§ DESCRIPTION OF THE TASK:
According to the article on festive-season appliance sales below, how much is LG spending on advertising and promotions during the festive months?

Start of TEXT SHOWN

Whirlpool had recently effected a 4-5 per cent price reduction in its refrigerator offerings, which is expected to help boost sales. The company would invest more than Rs 300 crore in product development and promotion over the next three years. It expects a 10 per cent top-line growth during the current financial year, and 25 per cent during 2010-11.
The largest selling products during the festive season, according to durables companies, are refrigerators and washing machines while microwaves are the biggest gifting option for consumers this season. The Consumer Electronics and Appliances Manufacturers Association estimates the size of the industry at Rs 30,000 crore. However, the penetration level of various appliances in India is fairly low. Refrigerators are about 18 per cent of the total number of consumer durables sold, washing machines six per cent, air-conditioners account for less than two per cent and microwave ovens for about one per cent, which translates into a great potential to tap new consumers.
Take the case of LG Electronics, which is targeting Rs 2,800 crore in the three festive months, beginning September — a sales growth of 35 per cent over the corresponding period last year. Amitabh Tiwari, business head of consumer electronics at LG, says: “Last year, consumer sentiment was bad. But it has improved substantially now. So, we are spending Rs 110 crore on advertising and promotions during the festive months, up from Rs 68 crore last year. We are planning to launch a new range of products and investing in more TV commercials.”
LG also plans to invest Rs 500 crore in R&D activities, as well as on advertising home appliances this year. “LG is looking to double the amount of investments done in R&D to Rs 400 crore and spend Rs 100 crore on advertising and marketing of home appliances,” LG Electronics India’s Managing Director Moon B Shin said. Currently, LG has manufacturing units at Greater Noida (near Delhi) and Ranjangaon in Pune, which would be expanded in the next three years. The company may set up another unit by 2012 as a part of its plans to augment manufacturing capabilities, Shin said. LG is also expecting to close this year with a turnover of Rs 11,500 crore, up from Rs 10,000 crore last year.
For Samsung Electronics, the company’s sales grew by 30 per cent in the first six months of the year. “Now that consumer sentiments are improving, we expect a 30 per cent growth in the third quarter this year over the corresponding period last year. We are eyeing a turnover of Rs 1,700 crore from our consumer durables segment within the festive months of October and November, a growth of 40 per cent year on year,” says a Samsung spokesperson.
The company plans to attract buyers by providing a 22-inch Samsung LCD television free of cost with its 40-inch LED (LCD) TV. The company also offers DVD players to buyers of its 32-inch LED television. Samsung has also planned an investment of Rs 100 crore to increase the capacity of its Noida facility. The company is looking to strengthen its portfolio with a new range of air conditioners, refrigerators and washing machines.

End of TEXT SHOWN
Start of EXTRACTED ENTRIES

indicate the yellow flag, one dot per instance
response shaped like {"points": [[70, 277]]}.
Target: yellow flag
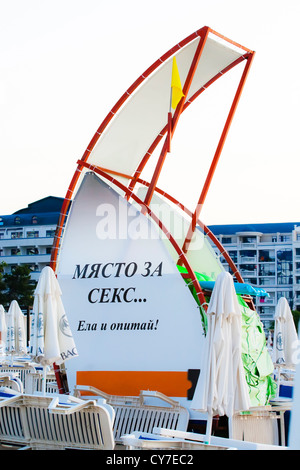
{"points": [[176, 85]]}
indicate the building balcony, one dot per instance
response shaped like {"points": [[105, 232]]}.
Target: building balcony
{"points": [[248, 259], [25, 259], [25, 242]]}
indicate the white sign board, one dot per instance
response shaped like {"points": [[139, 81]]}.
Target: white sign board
{"points": [[129, 308]]}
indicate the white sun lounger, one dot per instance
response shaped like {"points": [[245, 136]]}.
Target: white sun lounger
{"points": [[148, 441], [55, 422], [141, 413], [162, 438]]}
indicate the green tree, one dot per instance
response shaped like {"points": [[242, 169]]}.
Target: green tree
{"points": [[20, 286]]}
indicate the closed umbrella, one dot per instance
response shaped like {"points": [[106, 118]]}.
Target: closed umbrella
{"points": [[285, 335], [51, 339], [16, 332], [222, 388], [3, 330]]}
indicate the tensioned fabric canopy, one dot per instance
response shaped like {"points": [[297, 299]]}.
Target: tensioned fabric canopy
{"points": [[131, 131], [124, 143]]}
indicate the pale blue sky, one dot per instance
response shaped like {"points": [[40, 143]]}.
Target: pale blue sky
{"points": [[64, 64]]}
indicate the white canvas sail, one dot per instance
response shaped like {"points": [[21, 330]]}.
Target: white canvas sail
{"points": [[128, 307]]}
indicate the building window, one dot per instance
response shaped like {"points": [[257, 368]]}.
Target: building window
{"points": [[16, 234], [266, 255], [50, 233], [32, 251], [33, 234]]}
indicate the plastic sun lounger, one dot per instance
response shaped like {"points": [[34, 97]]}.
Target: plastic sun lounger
{"points": [[148, 441], [55, 422], [141, 413], [21, 370], [163, 436]]}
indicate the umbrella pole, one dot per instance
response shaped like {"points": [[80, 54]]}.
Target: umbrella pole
{"points": [[44, 380], [208, 428]]}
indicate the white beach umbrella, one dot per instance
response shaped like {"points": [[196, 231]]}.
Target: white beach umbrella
{"points": [[3, 330], [16, 332], [222, 388], [285, 335], [51, 339]]}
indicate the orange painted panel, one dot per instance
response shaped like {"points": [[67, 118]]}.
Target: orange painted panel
{"points": [[173, 384]]}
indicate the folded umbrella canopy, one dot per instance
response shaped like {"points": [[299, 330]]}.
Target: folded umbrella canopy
{"points": [[222, 387], [51, 339], [16, 333], [285, 336], [3, 330]]}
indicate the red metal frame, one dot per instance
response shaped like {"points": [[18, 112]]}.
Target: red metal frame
{"points": [[217, 155], [203, 33], [162, 227]]}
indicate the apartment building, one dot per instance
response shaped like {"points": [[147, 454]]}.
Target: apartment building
{"points": [[26, 237], [267, 256]]}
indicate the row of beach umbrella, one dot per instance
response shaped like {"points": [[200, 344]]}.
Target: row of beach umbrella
{"points": [[50, 334], [222, 387]]}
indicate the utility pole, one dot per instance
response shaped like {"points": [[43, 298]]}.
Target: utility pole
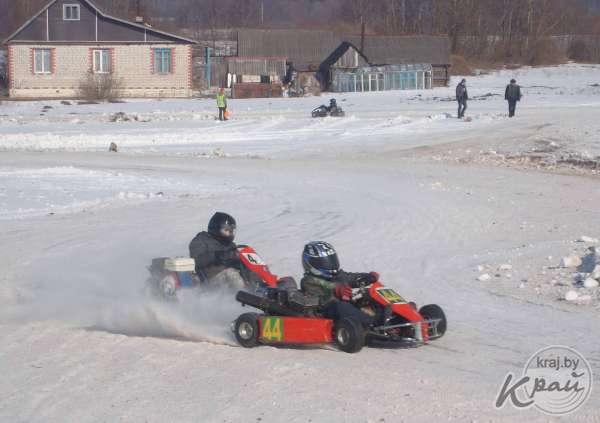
{"points": [[262, 12], [362, 34]]}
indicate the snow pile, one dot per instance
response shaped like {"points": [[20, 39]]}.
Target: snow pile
{"points": [[67, 189]]}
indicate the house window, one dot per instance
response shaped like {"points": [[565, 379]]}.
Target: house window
{"points": [[70, 12], [42, 60], [101, 61], [162, 60]]}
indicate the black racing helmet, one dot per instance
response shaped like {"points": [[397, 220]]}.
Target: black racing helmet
{"points": [[222, 226], [319, 258]]}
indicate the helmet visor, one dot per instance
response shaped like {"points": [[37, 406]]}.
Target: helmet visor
{"points": [[330, 263], [227, 231]]}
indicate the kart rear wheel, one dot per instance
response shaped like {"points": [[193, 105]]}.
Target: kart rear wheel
{"points": [[349, 335], [246, 330], [434, 311]]}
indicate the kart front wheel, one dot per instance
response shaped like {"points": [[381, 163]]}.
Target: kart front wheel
{"points": [[349, 335], [246, 330], [435, 313]]}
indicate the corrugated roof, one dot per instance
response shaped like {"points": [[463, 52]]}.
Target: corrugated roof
{"points": [[304, 47], [394, 50]]}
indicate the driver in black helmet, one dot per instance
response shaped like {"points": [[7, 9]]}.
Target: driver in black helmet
{"points": [[215, 253], [324, 279], [332, 106]]}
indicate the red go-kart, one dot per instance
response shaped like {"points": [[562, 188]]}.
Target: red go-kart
{"points": [[284, 321]]}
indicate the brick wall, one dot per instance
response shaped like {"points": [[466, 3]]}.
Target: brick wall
{"points": [[131, 64]]}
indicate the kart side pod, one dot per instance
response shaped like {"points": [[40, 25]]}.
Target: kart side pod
{"points": [[253, 329]]}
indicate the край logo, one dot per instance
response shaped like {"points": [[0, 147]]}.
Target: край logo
{"points": [[556, 380]]}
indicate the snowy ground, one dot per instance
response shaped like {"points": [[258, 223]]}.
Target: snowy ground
{"points": [[399, 186]]}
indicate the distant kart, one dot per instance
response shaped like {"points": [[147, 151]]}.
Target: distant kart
{"points": [[324, 111], [283, 323], [169, 276]]}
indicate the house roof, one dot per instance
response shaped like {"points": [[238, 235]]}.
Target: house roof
{"points": [[396, 50], [104, 15], [339, 52], [305, 48]]}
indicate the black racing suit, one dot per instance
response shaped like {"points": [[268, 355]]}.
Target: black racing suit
{"points": [[324, 289], [212, 255]]}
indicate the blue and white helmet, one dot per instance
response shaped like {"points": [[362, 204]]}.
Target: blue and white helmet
{"points": [[320, 259]]}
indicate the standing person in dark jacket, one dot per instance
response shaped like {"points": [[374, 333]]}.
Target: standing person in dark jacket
{"points": [[324, 279], [461, 97], [512, 95], [222, 104], [215, 253]]}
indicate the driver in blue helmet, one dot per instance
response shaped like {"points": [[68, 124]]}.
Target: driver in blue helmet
{"points": [[323, 278]]}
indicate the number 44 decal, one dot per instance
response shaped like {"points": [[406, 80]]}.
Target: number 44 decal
{"points": [[272, 329]]}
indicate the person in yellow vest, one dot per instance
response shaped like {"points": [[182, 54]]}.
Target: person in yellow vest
{"points": [[222, 104]]}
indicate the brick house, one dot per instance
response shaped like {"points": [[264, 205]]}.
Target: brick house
{"points": [[60, 46]]}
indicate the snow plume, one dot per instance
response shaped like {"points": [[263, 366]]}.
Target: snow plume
{"points": [[115, 300]]}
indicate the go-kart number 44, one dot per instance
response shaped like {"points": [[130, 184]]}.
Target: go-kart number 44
{"points": [[272, 329]]}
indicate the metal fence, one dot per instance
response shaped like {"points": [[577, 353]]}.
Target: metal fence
{"points": [[383, 78]]}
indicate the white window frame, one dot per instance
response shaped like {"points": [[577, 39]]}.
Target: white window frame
{"points": [[159, 69], [104, 66], [46, 68], [75, 6]]}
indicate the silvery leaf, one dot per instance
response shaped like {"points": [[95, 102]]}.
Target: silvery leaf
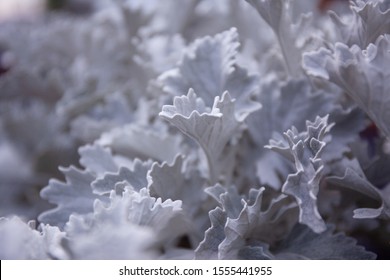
{"points": [[254, 225], [73, 196], [282, 108], [97, 159], [213, 129], [304, 150], [170, 182], [363, 74], [20, 240], [302, 243], [135, 177], [354, 178], [136, 141], [209, 67], [117, 239], [368, 21], [291, 36], [242, 228]]}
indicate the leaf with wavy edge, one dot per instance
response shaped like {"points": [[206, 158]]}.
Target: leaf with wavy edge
{"points": [[283, 106], [278, 13], [304, 150], [209, 67], [369, 20], [213, 129], [304, 244], [133, 217], [354, 179], [240, 228], [171, 182], [135, 177], [254, 228], [97, 159], [73, 196], [363, 74]]}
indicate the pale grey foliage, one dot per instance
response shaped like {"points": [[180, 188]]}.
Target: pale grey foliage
{"points": [[304, 150], [361, 73], [121, 84]]}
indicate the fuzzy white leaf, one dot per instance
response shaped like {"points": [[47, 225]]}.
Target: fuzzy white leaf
{"points": [[73, 196], [369, 20], [20, 240], [212, 129], [304, 149], [363, 74], [209, 67], [290, 35], [302, 243], [136, 178], [136, 141], [354, 178]]}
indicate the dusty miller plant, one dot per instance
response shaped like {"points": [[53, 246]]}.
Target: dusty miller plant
{"points": [[227, 129]]}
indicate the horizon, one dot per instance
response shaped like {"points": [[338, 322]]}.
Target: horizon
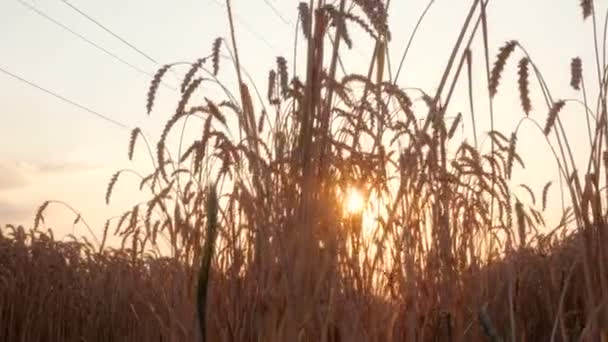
{"points": [[55, 151]]}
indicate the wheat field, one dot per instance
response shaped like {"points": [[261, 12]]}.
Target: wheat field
{"points": [[319, 207]]}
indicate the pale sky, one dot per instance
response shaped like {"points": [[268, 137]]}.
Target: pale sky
{"points": [[52, 150]]}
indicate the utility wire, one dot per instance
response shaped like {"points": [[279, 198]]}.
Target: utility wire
{"points": [[249, 28], [278, 14], [64, 99], [105, 28], [85, 39]]}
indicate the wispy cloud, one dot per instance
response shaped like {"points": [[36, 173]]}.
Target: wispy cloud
{"points": [[12, 176], [13, 213]]}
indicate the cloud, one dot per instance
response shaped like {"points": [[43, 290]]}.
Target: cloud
{"points": [[12, 213], [12, 176], [54, 167]]}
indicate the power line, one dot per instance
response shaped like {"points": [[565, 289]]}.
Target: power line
{"points": [[276, 11], [83, 38], [249, 28], [64, 99], [105, 28]]}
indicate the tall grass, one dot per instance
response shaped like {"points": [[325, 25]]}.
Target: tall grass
{"points": [[448, 248]]}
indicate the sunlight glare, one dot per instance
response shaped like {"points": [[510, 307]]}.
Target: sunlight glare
{"points": [[354, 202]]}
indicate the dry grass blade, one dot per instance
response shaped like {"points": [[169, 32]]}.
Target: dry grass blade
{"points": [[283, 75], [546, 194], [499, 66], [576, 73], [553, 113], [133, 140], [110, 187], [587, 6], [511, 155], [154, 86], [521, 223], [524, 85], [272, 82], [191, 72], [215, 55], [305, 19], [40, 214], [454, 125]]}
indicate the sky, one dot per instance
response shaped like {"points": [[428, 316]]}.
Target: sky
{"points": [[52, 150]]}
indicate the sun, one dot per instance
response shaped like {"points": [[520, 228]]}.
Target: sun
{"points": [[354, 203]]}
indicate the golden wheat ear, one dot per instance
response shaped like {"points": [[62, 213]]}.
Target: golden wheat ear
{"points": [[553, 113], [524, 85], [154, 86], [499, 66], [576, 73]]}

End of EXTRACTED ENTRIES

§ FINAL ANSWER:
Rs 110 crore, up from Rs 68 crore last year.